May 3, 1939 (18th Parliament, 4th Session)


Charles Hazlitt Cahan

Conservative (1867-1942)

Hon. C. H. CAHAN (St. Lawrence-St. George):

I do not intend to follow the
hon. member for Saskatoon (Mr. Young) into his discussion of textile production. I have read the report of the learned justice, Mr. Justice Turgeon, to which he has referred, and my recollection is that those who have been criticizing the textile industry throughout the country have paid very little attention to that report. Only recently I heard a remark made by an hon. member who sits at my left about a $500,000 investment bringing great returns; to-day the hon. member (Mr. Young) states that the investment is a million dollars. I have not the figures at my hand; I am simply trusting to memory, but if these gentlemen will look into the facts they will find that the companies which were brought together represented an investment of ten or twelve million dollars, and that the extra $500,000 or a million dollars was required to put them

The Budget-Mr. Cahan
upon a sound working basis. I am prepared at any time to discuss with hon. gentlemen the question whether the tariff on textile imports is excessive and results in prejudice to the consumers of this country.
The hon. gentleman has mentioned Mr. Blair Gordon. I have not the honour of Mr. Gordon's acquaintance, and I have no personal relations with him. But when the hon. member criticizes Mr. Gordon's position in this matter I can say this, that he has not read intelligently the report of the learned justice, and that he has not made proper deductions from the findings of that report.

Data records:
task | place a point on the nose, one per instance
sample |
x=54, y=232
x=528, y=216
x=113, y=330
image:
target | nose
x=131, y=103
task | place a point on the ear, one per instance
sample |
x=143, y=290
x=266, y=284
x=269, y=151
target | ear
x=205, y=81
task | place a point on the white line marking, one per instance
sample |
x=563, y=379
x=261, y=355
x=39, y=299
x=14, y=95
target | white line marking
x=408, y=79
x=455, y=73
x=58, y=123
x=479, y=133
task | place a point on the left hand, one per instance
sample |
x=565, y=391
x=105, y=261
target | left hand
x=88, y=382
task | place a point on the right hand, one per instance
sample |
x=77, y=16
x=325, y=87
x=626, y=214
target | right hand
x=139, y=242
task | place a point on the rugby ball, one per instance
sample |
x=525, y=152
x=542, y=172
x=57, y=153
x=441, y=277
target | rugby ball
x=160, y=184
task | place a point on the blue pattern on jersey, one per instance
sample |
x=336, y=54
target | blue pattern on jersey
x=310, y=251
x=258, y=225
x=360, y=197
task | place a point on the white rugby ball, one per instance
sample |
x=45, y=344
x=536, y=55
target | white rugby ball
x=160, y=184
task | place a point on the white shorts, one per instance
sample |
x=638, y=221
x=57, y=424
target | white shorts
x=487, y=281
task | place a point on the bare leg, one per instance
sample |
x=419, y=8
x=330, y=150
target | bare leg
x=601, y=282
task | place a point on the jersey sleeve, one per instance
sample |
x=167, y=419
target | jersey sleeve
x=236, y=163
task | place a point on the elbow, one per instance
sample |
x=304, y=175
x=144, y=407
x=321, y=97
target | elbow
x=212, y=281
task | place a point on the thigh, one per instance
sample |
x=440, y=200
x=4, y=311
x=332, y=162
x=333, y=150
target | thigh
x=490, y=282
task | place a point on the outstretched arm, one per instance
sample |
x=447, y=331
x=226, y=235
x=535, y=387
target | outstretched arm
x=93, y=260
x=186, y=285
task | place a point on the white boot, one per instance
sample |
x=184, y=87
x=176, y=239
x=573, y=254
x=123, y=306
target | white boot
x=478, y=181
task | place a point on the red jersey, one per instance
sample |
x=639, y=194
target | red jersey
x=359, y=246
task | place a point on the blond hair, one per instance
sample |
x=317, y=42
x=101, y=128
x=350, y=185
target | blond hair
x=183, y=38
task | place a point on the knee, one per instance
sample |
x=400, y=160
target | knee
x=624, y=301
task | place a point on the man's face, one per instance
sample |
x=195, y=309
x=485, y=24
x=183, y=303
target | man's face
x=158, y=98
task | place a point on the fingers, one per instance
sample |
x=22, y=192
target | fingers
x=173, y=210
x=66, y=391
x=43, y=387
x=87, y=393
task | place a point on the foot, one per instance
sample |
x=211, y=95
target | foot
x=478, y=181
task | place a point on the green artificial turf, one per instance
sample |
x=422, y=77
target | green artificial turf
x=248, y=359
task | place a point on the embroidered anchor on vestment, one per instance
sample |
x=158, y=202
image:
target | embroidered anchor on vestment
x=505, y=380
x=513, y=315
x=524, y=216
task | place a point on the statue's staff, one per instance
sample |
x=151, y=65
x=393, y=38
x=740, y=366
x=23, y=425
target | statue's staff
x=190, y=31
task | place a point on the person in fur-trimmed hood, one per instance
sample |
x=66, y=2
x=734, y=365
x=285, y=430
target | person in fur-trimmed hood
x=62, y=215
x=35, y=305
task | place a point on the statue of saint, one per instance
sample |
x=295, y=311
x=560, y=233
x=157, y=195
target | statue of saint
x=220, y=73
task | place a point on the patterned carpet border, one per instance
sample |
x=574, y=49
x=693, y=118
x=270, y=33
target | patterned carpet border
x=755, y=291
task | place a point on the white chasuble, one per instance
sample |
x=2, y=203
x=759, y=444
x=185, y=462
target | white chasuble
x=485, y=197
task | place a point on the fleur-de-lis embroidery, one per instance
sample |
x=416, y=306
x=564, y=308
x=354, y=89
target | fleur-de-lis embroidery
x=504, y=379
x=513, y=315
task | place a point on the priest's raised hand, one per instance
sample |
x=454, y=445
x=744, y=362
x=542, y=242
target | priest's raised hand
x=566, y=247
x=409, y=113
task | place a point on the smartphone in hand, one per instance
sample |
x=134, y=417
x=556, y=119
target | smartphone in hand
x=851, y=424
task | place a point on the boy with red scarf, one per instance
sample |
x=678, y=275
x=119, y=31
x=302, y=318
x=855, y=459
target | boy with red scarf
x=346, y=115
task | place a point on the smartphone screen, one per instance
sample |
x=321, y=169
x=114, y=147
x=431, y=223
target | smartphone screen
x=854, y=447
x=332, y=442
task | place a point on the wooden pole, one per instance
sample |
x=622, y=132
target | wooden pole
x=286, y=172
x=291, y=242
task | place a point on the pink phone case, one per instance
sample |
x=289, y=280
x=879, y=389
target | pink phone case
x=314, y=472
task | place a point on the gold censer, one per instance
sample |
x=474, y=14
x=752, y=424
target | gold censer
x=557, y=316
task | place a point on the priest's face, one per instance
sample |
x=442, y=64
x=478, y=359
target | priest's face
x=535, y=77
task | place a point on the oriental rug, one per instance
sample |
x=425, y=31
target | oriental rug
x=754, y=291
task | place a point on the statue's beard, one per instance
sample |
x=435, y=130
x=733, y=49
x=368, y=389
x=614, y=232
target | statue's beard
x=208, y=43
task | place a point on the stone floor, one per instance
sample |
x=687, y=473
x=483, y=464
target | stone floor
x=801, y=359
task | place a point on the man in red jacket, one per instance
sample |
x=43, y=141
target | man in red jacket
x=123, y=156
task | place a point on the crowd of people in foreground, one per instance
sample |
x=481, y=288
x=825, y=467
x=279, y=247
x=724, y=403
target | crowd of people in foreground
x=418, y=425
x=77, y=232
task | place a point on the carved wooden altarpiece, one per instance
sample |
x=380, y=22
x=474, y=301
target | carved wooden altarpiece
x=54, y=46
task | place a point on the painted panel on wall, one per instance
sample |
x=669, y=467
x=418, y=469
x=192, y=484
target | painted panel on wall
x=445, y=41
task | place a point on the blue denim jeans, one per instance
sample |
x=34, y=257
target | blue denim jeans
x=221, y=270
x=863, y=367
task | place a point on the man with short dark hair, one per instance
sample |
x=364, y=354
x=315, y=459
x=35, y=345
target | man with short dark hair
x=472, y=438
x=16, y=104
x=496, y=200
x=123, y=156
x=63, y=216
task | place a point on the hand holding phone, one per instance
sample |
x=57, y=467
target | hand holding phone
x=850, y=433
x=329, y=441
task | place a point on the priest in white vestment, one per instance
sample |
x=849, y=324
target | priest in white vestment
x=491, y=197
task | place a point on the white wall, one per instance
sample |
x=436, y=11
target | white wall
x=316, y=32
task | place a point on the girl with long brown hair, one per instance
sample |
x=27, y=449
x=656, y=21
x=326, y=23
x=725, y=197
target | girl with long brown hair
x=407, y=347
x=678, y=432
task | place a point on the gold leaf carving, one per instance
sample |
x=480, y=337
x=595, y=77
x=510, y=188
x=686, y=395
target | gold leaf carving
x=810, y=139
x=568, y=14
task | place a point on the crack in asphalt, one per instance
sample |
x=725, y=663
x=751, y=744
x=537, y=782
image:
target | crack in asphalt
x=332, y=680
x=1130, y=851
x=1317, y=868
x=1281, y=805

TASKS »
(a) In the parliamentary speech, what total investment does Mr. Cahan say the companies that were brought together represented?
(b) Write the next part of the parliamentary speech, picking up after its last sentence.
The entries were taken from a separate source.

EXERCISE RESPONSES »
(a) Ten or twelve million dollars.

(b)
The textile industry is one of the most important industries in the province of Quebec as in the province of Ontario. It gives employment to thousands of men and women in this country who otherwise would not have employment. But a discussion of the matter requires more than the time now at my disposal. I rose to discuss the budget presented by the Minister of Finance (Mr. Dunning).
Having carefully read his observations, apart from the statistics which were presented with them, I may say that the budget address of the finance minister might accurately be described, without exaggeration, as a complacent expression of platitudinous inexactitudes, designed to please his hearers by combining into one innocuous pronouncement the variable tenets of the several political groups in this house. It was evidently intended to placate all classes and conditions of our population.
The minister assumes that our external trade is the chief source of this country's prosperity, but he also declares that to the extent that we promote our export trade with foreign countries, to that same extent the impact of every trade recession falls with special severity upon the producing population of this country. In other words, in so far as we look to the acquisition of external markets as the chief, if not the only, basis of our permanent prosperity, just in so far do we give hostages to fortune by placing the control of our economic conditions in the hands of foreigners, who have merely a temporary interest in the stable and efficient development of this country.
In recent years our export trade has not represented more than fifteen per cent of our annual production, while our domestic sales of our domestic products have represented approximately eighty-five per cent of our total production.
The minister also expressed his personal conviction that "it is not beyond the capacity
of an expanding Canadian economy" to absorb those now unemployed in Canada who are willing and able to work. In that conviction I personally share. But measures adopted to expand the sales of our primary products in foreign markets will never, in my opinion, suffice to create employment for Canadians who are now unemployed.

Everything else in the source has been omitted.